Nothing in the records may be left out or altered; reproduce them all exactly.

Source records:

......

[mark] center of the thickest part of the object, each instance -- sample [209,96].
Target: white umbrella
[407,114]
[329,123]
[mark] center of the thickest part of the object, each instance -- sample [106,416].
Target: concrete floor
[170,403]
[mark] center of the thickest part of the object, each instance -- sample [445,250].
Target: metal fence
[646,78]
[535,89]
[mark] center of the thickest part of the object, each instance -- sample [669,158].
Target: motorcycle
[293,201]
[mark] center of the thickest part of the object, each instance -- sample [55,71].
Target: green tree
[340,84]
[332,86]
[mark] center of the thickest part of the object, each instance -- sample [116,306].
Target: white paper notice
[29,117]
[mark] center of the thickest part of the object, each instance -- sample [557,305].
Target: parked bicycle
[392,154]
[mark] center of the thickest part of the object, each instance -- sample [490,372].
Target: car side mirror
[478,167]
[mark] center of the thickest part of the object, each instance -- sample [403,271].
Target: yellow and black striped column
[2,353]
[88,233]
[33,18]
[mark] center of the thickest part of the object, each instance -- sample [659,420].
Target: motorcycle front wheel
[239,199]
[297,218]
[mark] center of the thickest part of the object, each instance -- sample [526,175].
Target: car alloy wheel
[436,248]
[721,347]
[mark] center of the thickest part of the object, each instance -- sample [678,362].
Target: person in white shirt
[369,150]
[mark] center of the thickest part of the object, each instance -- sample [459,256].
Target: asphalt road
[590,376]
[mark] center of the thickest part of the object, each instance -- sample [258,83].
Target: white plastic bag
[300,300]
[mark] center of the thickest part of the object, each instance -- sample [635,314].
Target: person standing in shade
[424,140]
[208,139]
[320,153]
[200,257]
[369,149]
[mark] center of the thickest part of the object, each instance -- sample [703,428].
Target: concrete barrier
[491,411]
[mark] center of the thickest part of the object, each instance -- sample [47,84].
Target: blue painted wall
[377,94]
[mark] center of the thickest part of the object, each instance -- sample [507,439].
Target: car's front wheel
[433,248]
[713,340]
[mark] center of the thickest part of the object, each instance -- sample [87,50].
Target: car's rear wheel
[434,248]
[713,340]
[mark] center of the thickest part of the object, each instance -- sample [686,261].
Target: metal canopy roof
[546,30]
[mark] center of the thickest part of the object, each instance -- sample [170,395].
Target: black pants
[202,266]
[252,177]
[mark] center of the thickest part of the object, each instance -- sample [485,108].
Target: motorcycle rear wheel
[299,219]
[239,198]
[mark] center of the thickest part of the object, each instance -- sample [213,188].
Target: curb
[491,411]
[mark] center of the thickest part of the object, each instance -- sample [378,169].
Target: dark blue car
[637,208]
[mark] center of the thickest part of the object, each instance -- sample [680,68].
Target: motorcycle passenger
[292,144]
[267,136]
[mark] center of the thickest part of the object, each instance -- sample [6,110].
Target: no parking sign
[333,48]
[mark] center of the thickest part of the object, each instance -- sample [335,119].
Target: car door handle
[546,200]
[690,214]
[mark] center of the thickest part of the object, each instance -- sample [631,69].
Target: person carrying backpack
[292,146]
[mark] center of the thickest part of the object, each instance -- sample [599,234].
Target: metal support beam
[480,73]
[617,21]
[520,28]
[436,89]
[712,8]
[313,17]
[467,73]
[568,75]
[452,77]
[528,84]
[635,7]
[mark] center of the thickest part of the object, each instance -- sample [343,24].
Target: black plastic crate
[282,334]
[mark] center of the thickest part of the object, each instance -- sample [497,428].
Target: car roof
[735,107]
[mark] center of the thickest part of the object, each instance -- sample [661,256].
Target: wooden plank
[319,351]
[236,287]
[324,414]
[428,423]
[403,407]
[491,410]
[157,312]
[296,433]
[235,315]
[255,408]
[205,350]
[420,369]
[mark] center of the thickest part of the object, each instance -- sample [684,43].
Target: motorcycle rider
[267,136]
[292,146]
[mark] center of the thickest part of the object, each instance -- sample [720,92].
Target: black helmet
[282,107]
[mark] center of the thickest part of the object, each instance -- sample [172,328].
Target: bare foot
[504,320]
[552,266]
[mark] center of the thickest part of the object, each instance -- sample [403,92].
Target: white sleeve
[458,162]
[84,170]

......

Solution for this problem:
[mark] center of the thickest part of the object, each instance -- sample [209,96].
Target: white umbrella
[407,114]
[329,123]
[mark] center of the thickest part of the object, each instance -- sample [106,416].
Target: concrete floor
[170,403]
[mark] center of the thickest part of the object, each instance -- sample [445,250].
Target: metal fence
[646,78]
[535,89]
[mark] center of the thickest part of the object, each instance -- sample [669,158].
Target: motorcycle
[293,201]
[mark] center of the thickest part of the object, each instance -- sample [55,71].
Target: green tree
[340,84]
[332,86]
[mark] center of the thickest part of the object, each instance -- sample [116,306].
Target: white paper notice
[29,117]
[mark] center of the thickest part of the object, each instance -- sample [557,305].
Target: parked bicycle
[392,154]
[mark] center of the thickest part of the object, each instance -- sample [490,372].
Target: car side mirror
[478,167]
[mark] center of the thickest part of the object, each instance -- sample [403,271].
Target: yellow and black striped column
[2,353]
[88,233]
[33,18]
[mark] center of the thickest part of the object, each instance -- sample [659,420].
Target: motorcycle front wheel
[239,199]
[297,218]
[mark] center of the thickest part of the object, each instance -- sample [526,175].
Target: car alloy wheel
[436,248]
[721,347]
[mark] center of the thickest part of the object, each instance -- sample [678,362].
Target: person in white shirt
[369,150]
[mark] center of the thickest part of the object, each instance -- sample [459,256].
Target: asphalt road
[590,376]
[mark] center of the thickest part of the object, each instance -- sample [258,83].
Target: white plastic bag
[300,300]
[mark] center of the thickest part of the object, each instance -- sample [635,314].
Target: person standing in shade
[424,140]
[208,139]
[320,153]
[200,257]
[369,149]
[mark] center of the thickest part of the object, each instance -- sample [703,428].
Target: concrete barrier
[491,411]
[mark] center of the thickest part of the object, each instance -- sample [47,84].
Target: blue painted wall
[377,94]
[mark] center of the thickest part of the object, each instance -- sample [507,439].
Target: car's front wheel
[433,248]
[713,340]
[mark] center of the thickest part of the object, each instance -- sample [87,50].
Target: car's rear wheel
[434,248]
[713,340]
[mark] center of the thickest part of the object, each instance -- sample [686,261].
Target: metal canopy roof
[546,30]
[mark] center of the thickest part of the object, each instance -- sample [170,395].
Target: black pants
[202,266]
[252,177]
[mark] center of the thickest part of the object, each instance -- sample [485,108].
Target: motorcycle rear wheel
[299,219]
[239,198]
[mark] center of the thickest part of the object, each instance -- sample [213,188].
Target: curb
[491,411]
[mark] center of the thickest part of the object, each instance -- sample [378,169].
Target: dark blue car
[637,208]
[mark] center of the thickest part of the object, each instance -- sample [680,68].
Target: motorcycle passenger
[292,144]
[267,136]
[mark] center of the thickest part of the object, each instance -- sample [6,110].
Target: no parking sign
[333,48]
[mark] center of the thickest part of the object, each instance -- sample [335,119].
Target: car door handle
[546,200]
[690,214]
[mark] center of the thickest part of the object, each instance -- sample [631,69].
Target: person carrying backpack
[292,146]
[mark] center of the thickest part of the object, each instance -- sample [599,234].
Target: metal support beam
[480,73]
[617,21]
[520,28]
[436,89]
[712,8]
[313,17]
[467,73]
[568,75]
[452,77]
[528,84]
[635,7]
[mark] center of the thickest part of the object, each instance -- sample [343,24].
Target: black plastic crate
[282,334]
[mark] center of the thickest part of the object, each instance -- sample [497,428].
Target: car roof
[735,107]
[mark] center of the thickest part of the object, each instance -- sample [661,256].
Target: wooden plank
[319,351]
[236,287]
[324,414]
[428,423]
[403,407]
[491,410]
[157,312]
[296,433]
[235,315]
[255,408]
[205,350]
[420,369]
[mark] center of the thickest part of the object, each instance -- sample [684,43].
Target: motorcycle rider
[267,136]
[292,146]
[mark] center of the thickest part of the object, each instance -- sample [720,92].
Target: black helmet
[282,107]
[mark] center of the thickest part of the object, each instance -- sample [172,328].
Target: bare foot
[504,320]
[552,266]
[mark] center of the thickest part of the object, each instance -- sample [403,92].
Target: white sleeve
[458,162]
[84,170]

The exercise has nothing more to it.